PROBLEM DESCRIPTION —
Do not copy the pictures. Write out the lines from the start of the entries through the line containing "positive clicks: (839, 301)".

DATA SUPPLIED —
>>>

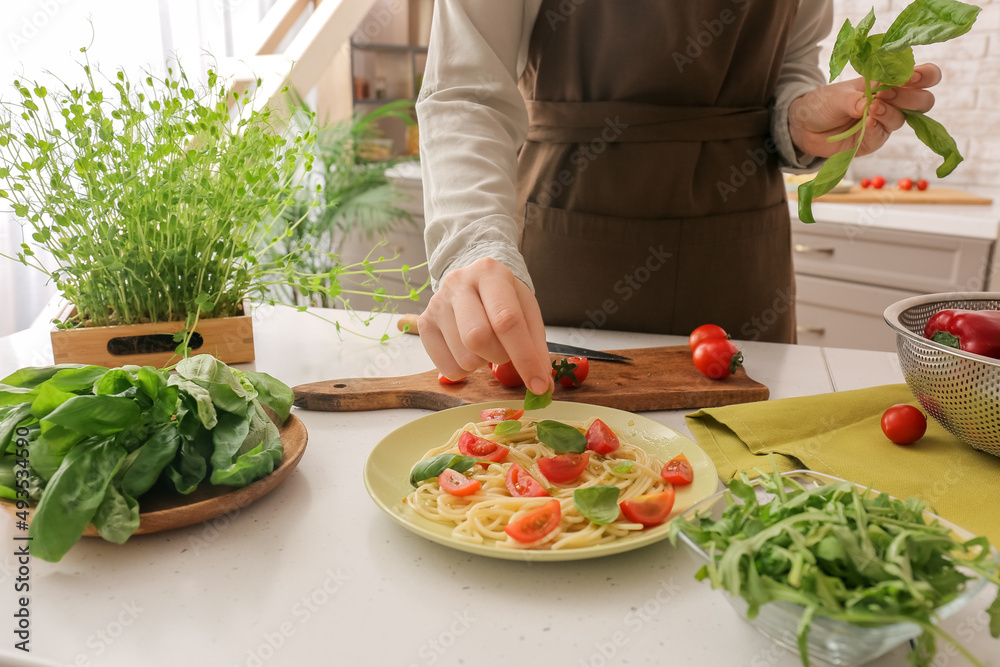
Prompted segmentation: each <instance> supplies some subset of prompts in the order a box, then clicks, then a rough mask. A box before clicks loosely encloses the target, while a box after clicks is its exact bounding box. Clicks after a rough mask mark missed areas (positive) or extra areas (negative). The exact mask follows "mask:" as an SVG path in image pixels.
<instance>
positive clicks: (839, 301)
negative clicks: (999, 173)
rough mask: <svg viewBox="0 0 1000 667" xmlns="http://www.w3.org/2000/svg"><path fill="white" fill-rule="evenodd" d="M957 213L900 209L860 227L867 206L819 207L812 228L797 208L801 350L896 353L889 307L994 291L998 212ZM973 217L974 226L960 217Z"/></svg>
mask: <svg viewBox="0 0 1000 667" xmlns="http://www.w3.org/2000/svg"><path fill="white" fill-rule="evenodd" d="M928 208H931V209H935V210H934V211H927V210H926V209H928ZM957 208H959V207H952V206H947V207H945V206H942V207H926V206H925V207H923V209H924V210H920V211H913V210H912V209H914V207H913V206H906V207H898V209H893V210H890V211H888V213H884V214H883V215H882V218H881V219H880V220H877V221H876V223H872V222H871V221H868V222H866V224H861V222H860V221H867V220H868V219H867V218H866V217H865V211H866V210H867V209H865V208H864V207H863V206H861V205H850V204H839V205H834V204H827V205H825V206H816V209H815V213H816V219H817V220H818V222H817V223H815V224H812V225H806V224H804V223H802V222H800V221H799V220H798V219H797V218H796V216H795V212H794V208H793V210H792V241H793V244H794V250H795V275H796V309H797V316H798V340H799V343H802V344H806V345H820V346H826V347H849V348H857V349H867V350H884V351H889V352H894V351H895V350H896V338H895V334H893V332H892V330H891V329H890V328H889V326H888V325H887V324H886V323H885V321H884V319H883V315H882V314H883V312H884V311H885V309H886V307H888V306H889V305H890V304H892V303H895V302H896V301H899V300H900V299H905V298H907V297H911V296H916V295H919V294H928V293H934V292H953V291H983V290H989V289H991V284H992V283H991V281H995V276H994V275H993V274H995V273H998V272H1000V271H998V270H997V268H996V266H995V264H996V262H997V258H996V257H995V256H994V255H995V252H996V251H995V247H996V238H997V236H996V235H997V227H998V224H1000V213H998V214H997V215H995V216H993V215H991V211H995V210H996V207H995V206H994V207H962V208H963V209H969V210H968V211H966V210H959V211H957V212H956V209H957ZM972 209H976V210H972ZM984 209H985V210H984ZM823 213H826V214H827V215H823ZM934 213H937V215H938V216H939V221H938V223H937V224H935V221H934V218H933V215H934ZM970 213H971V214H972V215H973V216H975V220H974V221H972V222H970V221H969V220H967V219H965V218H962V219H958V218H956V217H955V216H961V215H963V214H966V215H968V214H970ZM984 213H985V215H984ZM911 216H912V217H911ZM956 220H957V223H956ZM991 221H992V222H991ZM908 222H912V225H908V224H907V223H908ZM980 223H982V224H980ZM913 230H919V231H913ZM929 230H933V231H929ZM938 232H940V233H938Z"/></svg>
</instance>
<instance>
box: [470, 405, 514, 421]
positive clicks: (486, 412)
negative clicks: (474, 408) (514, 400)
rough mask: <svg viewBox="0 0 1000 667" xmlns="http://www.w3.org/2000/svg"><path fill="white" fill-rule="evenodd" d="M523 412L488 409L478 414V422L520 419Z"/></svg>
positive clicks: (510, 410) (506, 408) (494, 408)
mask: <svg viewBox="0 0 1000 667" xmlns="http://www.w3.org/2000/svg"><path fill="white" fill-rule="evenodd" d="M522 416H524V410H523V409H518V408H490V409H489V410H483V411H482V412H480V413H479V421H484V422H502V421H507V420H508V419H520V418H521V417H522Z"/></svg>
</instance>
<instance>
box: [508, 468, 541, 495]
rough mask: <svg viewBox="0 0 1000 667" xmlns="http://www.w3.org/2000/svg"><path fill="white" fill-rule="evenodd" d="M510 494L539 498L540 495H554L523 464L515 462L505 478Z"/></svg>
mask: <svg viewBox="0 0 1000 667" xmlns="http://www.w3.org/2000/svg"><path fill="white" fill-rule="evenodd" d="M504 483H505V484H506V485H507V490H508V491H510V495H512V496H514V497H516V498H537V497H539V496H548V495H552V494H550V493H549V492H548V491H546V490H545V487H544V486H542V485H541V484H539V483H538V480H537V479H535V478H534V477H532V476H531V473H529V472H528V471H527V470H525V469H524V468H522V467H521V464H519V463H515V464H514V465H512V466H511V467H510V470H508V471H507V479H506V480H504Z"/></svg>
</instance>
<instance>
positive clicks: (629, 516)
mask: <svg viewBox="0 0 1000 667" xmlns="http://www.w3.org/2000/svg"><path fill="white" fill-rule="evenodd" d="M618 506H619V507H621V509H622V514H624V515H625V518H626V519H628V520H629V521H631V522H632V523H641V524H642V525H644V526H656V525H659V524H661V523H663V522H664V521H666V520H667V517H668V516H670V510H672V509H673V508H674V487H673V486H670V487H669V488H668V489H667V490H666V491H661V492H659V493H647V494H646V495H644V496H636V497H635V498H629V499H628V500H623V501H621V502H620V503H619V504H618Z"/></svg>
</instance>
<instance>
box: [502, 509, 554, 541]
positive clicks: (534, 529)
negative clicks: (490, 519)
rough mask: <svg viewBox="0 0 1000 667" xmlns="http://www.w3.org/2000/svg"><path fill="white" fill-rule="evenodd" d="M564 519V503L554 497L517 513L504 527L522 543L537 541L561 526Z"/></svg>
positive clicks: (508, 531) (504, 531)
mask: <svg viewBox="0 0 1000 667" xmlns="http://www.w3.org/2000/svg"><path fill="white" fill-rule="evenodd" d="M560 521H562V505H560V504H559V501H558V500H556V499H554V498H553V499H552V500H550V501H549V502H547V503H545V504H544V505H542V506H541V507H536V508H534V509H531V510H528V511H527V512H524V513H523V514H515V515H514V517H513V518H512V519H511V521H510V523H508V524H507V525H506V526H505V527H504V529H503V530H504V532H505V533H507V534H508V535H510V536H511V539H514V540H517V541H518V542H521V543H522V544H528V543H530V542H537V541H538V540H540V539H542V538H543V537H545V536H546V535H548V534H549V533H551V532H552V531H553V530H555V529H556V528H558V527H559V522H560Z"/></svg>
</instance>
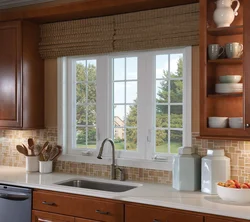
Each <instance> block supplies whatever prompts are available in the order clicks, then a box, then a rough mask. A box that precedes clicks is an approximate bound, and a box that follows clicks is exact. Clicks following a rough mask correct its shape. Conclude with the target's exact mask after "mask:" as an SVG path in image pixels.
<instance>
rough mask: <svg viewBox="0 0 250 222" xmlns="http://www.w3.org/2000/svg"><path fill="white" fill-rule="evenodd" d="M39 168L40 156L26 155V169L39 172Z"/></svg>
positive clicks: (35, 171) (33, 171) (26, 169)
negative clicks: (32, 155)
mask: <svg viewBox="0 0 250 222" xmlns="http://www.w3.org/2000/svg"><path fill="white" fill-rule="evenodd" d="M38 170H39V163H38V156H26V171H27V172H37V171H38Z"/></svg>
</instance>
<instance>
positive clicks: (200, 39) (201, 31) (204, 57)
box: [200, 0, 250, 140]
mask: <svg viewBox="0 0 250 222" xmlns="http://www.w3.org/2000/svg"><path fill="white" fill-rule="evenodd" d="M239 2H240V8H239V11H238V16H236V17H235V19H234V21H233V23H232V24H231V26H230V27H224V28H217V26H216V24H215V22H214V21H213V14H214V11H215V9H216V4H215V1H213V0H204V1H200V136H201V137H202V138H214V139H237V140H250V128H249V126H250V125H248V124H250V63H249V61H250V40H249V36H250V26H249V25H248V23H249V19H250V13H249V12H248V11H249V8H250V1H249V0H239ZM235 6H236V4H235V3H233V5H232V8H233V9H234V8H235ZM232 42H239V43H242V44H243V46H244V51H243V55H242V56H241V57H240V58H238V59H228V58H227V57H226V56H225V55H222V56H221V57H219V58H218V59H216V60H209V58H208V45H209V44H219V45H220V46H223V47H225V45H226V44H227V43H232ZM224 75H241V76H242V79H241V81H240V83H243V93H223V94H221V93H216V91H215V85H216V84H217V83H220V81H219V77H220V76H224ZM209 117H229V118H230V117H243V128H238V129H235V128H230V127H229V124H228V125H227V127H226V128H210V127H209V124H208V118H209Z"/></svg>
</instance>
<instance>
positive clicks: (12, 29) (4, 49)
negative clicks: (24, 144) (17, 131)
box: [0, 21, 44, 129]
mask: <svg viewBox="0 0 250 222" xmlns="http://www.w3.org/2000/svg"><path fill="white" fill-rule="evenodd" d="M39 40H40V30H39V26H38V25H37V24H33V23H31V22H27V21H12V22H0V49H1V53H0V129H38V128H44V62H43V60H42V59H41V58H40V55H39V52H38V44H39Z"/></svg>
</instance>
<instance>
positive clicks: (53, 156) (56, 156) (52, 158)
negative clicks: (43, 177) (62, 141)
mask: <svg viewBox="0 0 250 222" xmlns="http://www.w3.org/2000/svg"><path fill="white" fill-rule="evenodd" d="M61 154H62V149H60V148H58V153H57V154H56V155H55V156H53V157H52V158H51V161H54V160H56V159H57V158H58V157H59V156H60V155H61Z"/></svg>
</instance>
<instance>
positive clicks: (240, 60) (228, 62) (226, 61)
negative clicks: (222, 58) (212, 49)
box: [208, 58, 243, 65]
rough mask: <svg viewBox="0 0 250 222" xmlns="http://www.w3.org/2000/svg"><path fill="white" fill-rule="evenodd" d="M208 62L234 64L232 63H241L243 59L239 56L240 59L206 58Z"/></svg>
mask: <svg viewBox="0 0 250 222" xmlns="http://www.w3.org/2000/svg"><path fill="white" fill-rule="evenodd" d="M208 63H215V64H227V65H230V64H231V65H234V64H242V63H243V60H242V59H241V58H240V59H215V60H208Z"/></svg>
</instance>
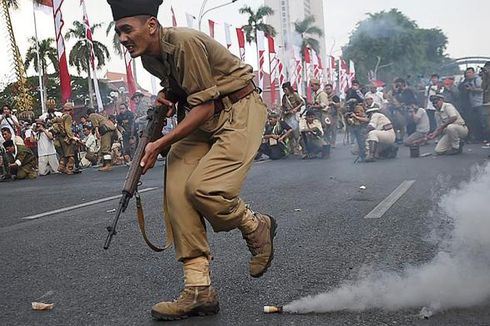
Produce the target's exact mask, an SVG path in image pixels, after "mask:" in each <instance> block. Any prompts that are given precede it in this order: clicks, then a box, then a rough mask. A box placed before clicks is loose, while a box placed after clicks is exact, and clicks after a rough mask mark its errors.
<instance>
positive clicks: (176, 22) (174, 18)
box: [170, 6, 177, 27]
mask: <svg viewBox="0 0 490 326" xmlns="http://www.w3.org/2000/svg"><path fill="white" fill-rule="evenodd" d="M170 11H171V12H172V26H173V27H177V19H176V18H175V12H174V8H173V7H172V6H170Z"/></svg>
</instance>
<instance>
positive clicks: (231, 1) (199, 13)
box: [199, 0, 238, 30]
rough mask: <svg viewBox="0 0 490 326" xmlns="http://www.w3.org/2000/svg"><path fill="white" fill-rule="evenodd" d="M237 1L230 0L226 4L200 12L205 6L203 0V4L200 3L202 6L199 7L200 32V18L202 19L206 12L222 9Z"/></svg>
mask: <svg viewBox="0 0 490 326" xmlns="http://www.w3.org/2000/svg"><path fill="white" fill-rule="evenodd" d="M237 1H238V0H232V1H230V2H227V3H223V4H221V5H219V6H216V7H213V8H210V9H208V10H206V11H204V12H202V11H203V10H204V6H205V5H206V2H207V0H204V1H203V3H202V6H201V12H200V13H199V30H201V22H202V18H203V17H204V15H206V14H207V13H208V12H210V11H211V10H214V9H218V8H221V7H224V6H228V5H231V4H233V3H235V2H237Z"/></svg>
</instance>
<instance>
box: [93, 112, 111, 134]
mask: <svg viewBox="0 0 490 326" xmlns="http://www.w3.org/2000/svg"><path fill="white" fill-rule="evenodd" d="M88 119H89V120H90V122H91V123H92V127H94V128H99V127H100V126H102V125H105V126H106V127H107V128H108V129H109V130H116V126H115V125H114V123H112V121H111V120H109V119H107V118H106V117H104V116H103V115H101V114H98V113H91V114H90V115H89V116H88Z"/></svg>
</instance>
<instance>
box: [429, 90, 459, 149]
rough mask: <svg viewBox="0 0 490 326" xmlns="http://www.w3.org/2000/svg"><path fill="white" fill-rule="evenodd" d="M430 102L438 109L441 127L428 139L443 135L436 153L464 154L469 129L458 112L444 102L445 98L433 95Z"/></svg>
mask: <svg viewBox="0 0 490 326" xmlns="http://www.w3.org/2000/svg"><path fill="white" fill-rule="evenodd" d="M430 101H431V102H432V104H433V105H434V107H435V108H436V110H437V112H436V116H437V118H438V121H439V123H440V124H439V126H438V127H437V129H436V130H434V132H433V133H431V134H429V135H428V136H427V137H428V138H429V139H434V138H436V137H437V136H439V135H442V137H441V139H440V140H439V142H438V143H437V146H436V149H435V151H436V153H437V154H438V155H444V154H446V155H456V154H461V153H462V152H463V140H462V138H465V137H466V136H468V128H467V127H466V123H465V121H464V119H463V118H462V117H461V115H460V114H459V112H458V110H456V108H455V107H454V106H453V105H452V104H451V103H446V102H444V96H442V95H440V94H438V95H432V96H431V97H430Z"/></svg>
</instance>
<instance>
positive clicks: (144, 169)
mask: <svg viewBox="0 0 490 326" xmlns="http://www.w3.org/2000/svg"><path fill="white" fill-rule="evenodd" d="M158 154H160V150H159V148H158V145H157V144H156V143H155V142H151V143H148V144H147V145H146V147H145V155H143V158H142V159H141V162H140V165H141V167H142V168H143V172H142V174H145V173H146V171H148V170H149V169H151V168H152V167H154V166H155V162H156V161H157V157H158Z"/></svg>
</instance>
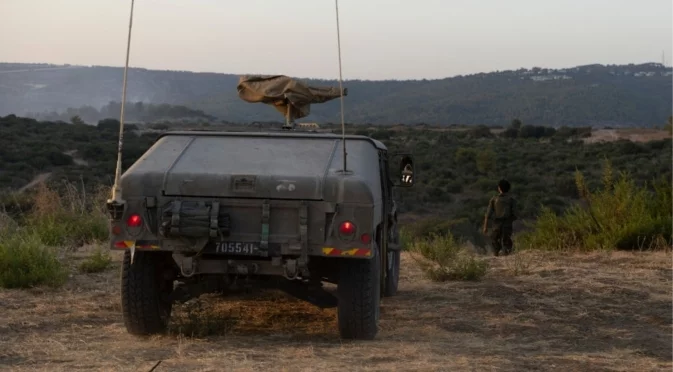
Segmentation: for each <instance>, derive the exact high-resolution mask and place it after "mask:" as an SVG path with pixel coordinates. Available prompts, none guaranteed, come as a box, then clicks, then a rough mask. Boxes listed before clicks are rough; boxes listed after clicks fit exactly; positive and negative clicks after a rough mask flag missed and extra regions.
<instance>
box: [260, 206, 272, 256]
mask: <svg viewBox="0 0 673 372" xmlns="http://www.w3.org/2000/svg"><path fill="white" fill-rule="evenodd" d="M270 207H271V206H270V205H269V201H268V200H265V201H264V204H262V240H261V242H260V244H259V248H260V250H262V251H264V252H262V253H263V255H264V256H266V255H268V250H269V210H270V209H271V208H270Z"/></svg>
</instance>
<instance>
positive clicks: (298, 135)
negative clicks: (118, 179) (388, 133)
mask: <svg viewBox="0 0 673 372" xmlns="http://www.w3.org/2000/svg"><path fill="white" fill-rule="evenodd" d="M165 136H206V137H252V138H259V137H275V138H296V139H300V138H305V139H315V138H320V139H341V138H342V136H341V135H340V134H336V133H316V132H287V131H282V132H280V131H279V132H227V131H207V130H193V131H192V130H187V131H168V132H164V133H162V134H161V135H160V136H159V138H162V137H165ZM159 138H158V139H159ZM345 138H346V146H348V141H349V140H363V141H367V142H370V143H371V144H373V145H374V146H375V147H376V148H377V149H379V150H384V151H387V150H388V148H387V147H386V145H384V144H383V142H381V141H379V140H376V139H374V138H371V137H367V136H361V135H354V134H347V135H346V136H345ZM158 139H157V140H158Z"/></svg>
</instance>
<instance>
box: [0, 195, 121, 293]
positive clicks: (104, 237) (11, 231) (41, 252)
mask: <svg viewBox="0 0 673 372" xmlns="http://www.w3.org/2000/svg"><path fill="white" fill-rule="evenodd" d="M104 197H105V194H103V193H102V192H99V193H95V194H93V195H87V194H86V193H85V192H84V191H78V190H77V189H76V188H75V187H74V186H73V185H71V184H64V185H63V187H62V188H61V190H55V189H52V188H49V187H47V186H46V185H45V184H40V185H38V186H37V188H36V189H35V190H34V191H33V192H31V193H30V194H26V193H21V194H18V195H9V196H7V195H5V196H4V197H3V199H2V200H3V201H4V202H7V200H16V201H17V202H16V205H13V206H12V205H9V206H8V205H4V204H3V205H2V207H4V208H3V209H2V211H3V212H2V213H0V287H5V288H27V287H34V286H39V285H47V286H51V287H58V286H60V285H62V284H63V283H64V282H65V280H66V279H67V277H68V274H69V270H68V268H67V266H66V265H64V263H63V262H62V260H61V259H59V254H62V253H64V252H65V250H66V249H67V248H69V247H73V246H81V245H83V244H87V243H95V242H97V241H101V240H104V239H106V238H107V236H108V227H107V219H106V216H105V214H104V210H103V209H102V208H103V206H104V203H103V201H104V199H102V198H104ZM9 213H11V214H12V215H11V216H10V214H9ZM107 265H109V260H108V258H107V257H106V256H104V255H102V254H101V255H99V256H95V257H94V258H93V259H92V260H91V263H88V264H86V265H85V266H84V267H81V268H80V269H81V270H82V271H85V272H91V271H97V270H103V269H105V268H106V267H107Z"/></svg>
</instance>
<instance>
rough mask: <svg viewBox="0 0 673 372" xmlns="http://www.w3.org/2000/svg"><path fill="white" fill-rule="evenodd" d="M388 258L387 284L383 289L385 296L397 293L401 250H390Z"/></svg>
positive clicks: (388, 251)
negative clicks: (393, 250)
mask: <svg viewBox="0 0 673 372" xmlns="http://www.w3.org/2000/svg"><path fill="white" fill-rule="evenodd" d="M387 255H388V258H387V259H386V263H387V266H386V286H385V290H384V291H383V296H384V297H392V296H394V295H396V294H397V287H398V284H399V282H400V251H388V253H387Z"/></svg>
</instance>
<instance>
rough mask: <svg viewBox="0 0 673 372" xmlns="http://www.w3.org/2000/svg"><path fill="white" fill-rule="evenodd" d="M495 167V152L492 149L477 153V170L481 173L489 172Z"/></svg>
mask: <svg viewBox="0 0 673 372" xmlns="http://www.w3.org/2000/svg"><path fill="white" fill-rule="evenodd" d="M494 169H495V152H494V151H493V150H492V149H487V150H482V151H479V152H478V153H477V170H479V172H481V173H489V172H491V171H493V170H494Z"/></svg>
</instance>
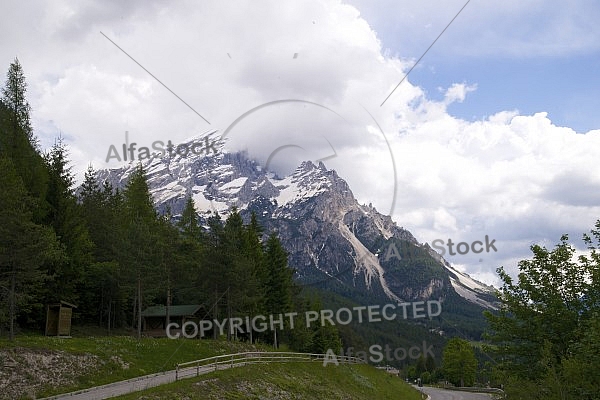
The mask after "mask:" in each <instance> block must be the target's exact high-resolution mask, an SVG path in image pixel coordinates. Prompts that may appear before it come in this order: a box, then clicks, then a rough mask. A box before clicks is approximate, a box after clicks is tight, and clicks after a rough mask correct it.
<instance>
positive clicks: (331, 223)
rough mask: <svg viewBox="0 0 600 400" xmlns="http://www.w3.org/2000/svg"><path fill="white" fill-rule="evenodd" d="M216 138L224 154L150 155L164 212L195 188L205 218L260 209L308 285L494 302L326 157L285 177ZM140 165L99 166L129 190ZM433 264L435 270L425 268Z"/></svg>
mask: <svg viewBox="0 0 600 400" xmlns="http://www.w3.org/2000/svg"><path fill="white" fill-rule="evenodd" d="M199 140H200V139H191V140H190V141H189V142H187V144H188V146H192V145H193V143H198V142H199ZM202 140H205V141H206V140H207V139H205V138H204V139H202ZM205 143H207V142H205ZM217 145H218V146H221V147H219V149H220V150H221V151H220V152H218V153H216V154H192V155H188V156H187V157H184V156H183V155H179V156H178V157H173V158H169V157H163V158H154V159H151V160H147V161H146V162H145V163H144V168H145V170H146V171H147V177H148V183H149V186H150V188H151V194H152V195H153V198H154V200H155V203H156V205H157V208H158V209H159V211H164V210H166V209H167V207H168V208H169V209H170V210H171V213H172V215H174V216H175V218H177V216H178V215H180V214H181V212H182V211H183V207H184V205H185V201H186V199H187V197H188V196H191V197H192V198H193V199H194V202H195V205H196V208H197V211H198V213H199V215H200V217H201V219H205V218H206V217H208V215H209V213H210V212H215V211H218V212H219V213H222V214H225V215H226V214H227V213H228V211H229V210H230V209H231V207H232V206H235V207H237V208H238V210H240V212H241V213H242V216H244V217H245V218H248V216H249V213H250V212H255V213H256V215H257V216H258V217H259V220H260V223H261V224H262V225H263V226H265V228H266V231H277V232H278V235H279V237H280V239H281V241H282V243H283V244H284V246H285V247H286V249H287V251H288V252H289V255H290V258H289V261H290V265H291V266H292V267H293V268H294V269H296V270H297V278H298V279H299V280H300V281H301V282H303V283H305V284H319V285H327V284H328V283H327V282H329V284H334V283H335V284H336V285H342V286H345V287H347V290H348V291H350V292H352V293H356V295H357V296H359V297H363V296H364V295H366V294H368V296H371V297H373V299H374V301H375V300H377V301H389V300H391V301H400V300H406V301H409V300H423V299H426V298H436V299H440V298H441V299H443V298H445V297H447V296H448V295H450V292H451V291H454V292H455V293H457V294H459V295H460V296H462V297H463V298H464V299H467V300H468V301H470V302H472V303H476V304H478V305H480V306H482V307H487V308H491V307H492V302H493V296H492V291H491V289H490V288H488V287H486V286H485V285H483V284H479V283H478V282H476V281H475V280H473V279H472V278H470V277H468V276H467V275H466V274H461V273H460V272H458V271H456V270H455V269H453V268H452V267H451V266H450V265H449V264H448V263H447V262H446V261H445V260H443V259H442V258H441V257H440V256H439V255H438V254H437V253H435V252H433V251H432V250H431V249H427V248H425V247H424V246H423V245H420V244H419V243H418V241H417V240H416V239H415V238H414V236H413V235H412V234H411V233H410V232H409V231H407V230H406V229H404V228H401V227H398V226H397V225H396V224H395V223H394V221H393V220H392V219H391V217H389V216H385V215H382V214H380V213H379V212H378V211H377V210H376V209H375V208H374V207H373V206H372V205H360V204H359V203H358V202H357V201H356V199H355V198H354V196H353V194H352V191H351V190H350V187H349V186H348V184H347V183H346V181H345V180H343V179H342V178H340V177H339V176H338V175H337V173H336V172H335V171H334V170H328V169H327V168H326V166H325V164H324V163H323V162H318V164H315V163H313V162H311V161H305V162H302V163H301V164H300V165H299V166H298V168H296V170H295V171H294V172H293V173H292V174H290V175H289V176H286V177H284V178H278V177H277V176H276V175H275V174H273V173H271V172H267V171H264V170H263V169H262V168H261V167H260V166H259V164H258V163H257V162H255V161H253V160H251V159H249V157H248V155H247V154H246V153H243V152H235V153H228V152H224V151H223V147H222V145H223V143H222V142H219V138H215V146H217ZM133 168H135V165H133V164H129V165H126V166H124V167H122V168H119V169H113V170H104V171H100V172H99V179H100V180H104V179H107V180H108V181H109V182H111V183H112V184H113V186H116V187H121V188H122V187H123V186H124V185H125V183H126V181H127V179H128V176H129V175H130V173H131V172H132V171H133ZM391 245H394V246H396V249H397V250H398V251H399V252H400V254H401V255H402V254H406V256H401V257H398V260H395V259H392V260H390V257H389V256H386V254H387V249H388V248H389V246H391ZM430 250H431V251H430ZM419 252H421V253H419ZM417 253H418V254H420V256H419V257H420V258H416V259H415V261H411V257H413V256H412V255H411V254H417ZM403 257H407V258H403ZM427 260H431V261H433V264H434V265H437V266H434V267H432V266H431V265H432V262H431V261H427ZM421 262H423V264H422V265H421V264H420V263H421ZM424 268H428V269H430V270H431V271H430V272H428V273H426V274H425V273H422V272H419V270H420V269H424ZM432 268H433V270H432ZM408 277H410V279H409V280H408ZM414 277H419V278H418V279H416V280H415V278H414ZM360 293H362V294H360Z"/></svg>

<<<

ANSWER TO THE EXERCISE —
Prompted segmentation: each <instance> supplies some subset of prompts in the order a box, then clicks, then a rough mask. A box before clicks loosely encloses the target, while a box after clicks is its exact bounding box. Clicks after a rough mask mark missed areas (positive) or extra areas (negative). The exact mask follows "mask:" as an SVG path in image pixels.
<instance>
positive clicks: (839, 301)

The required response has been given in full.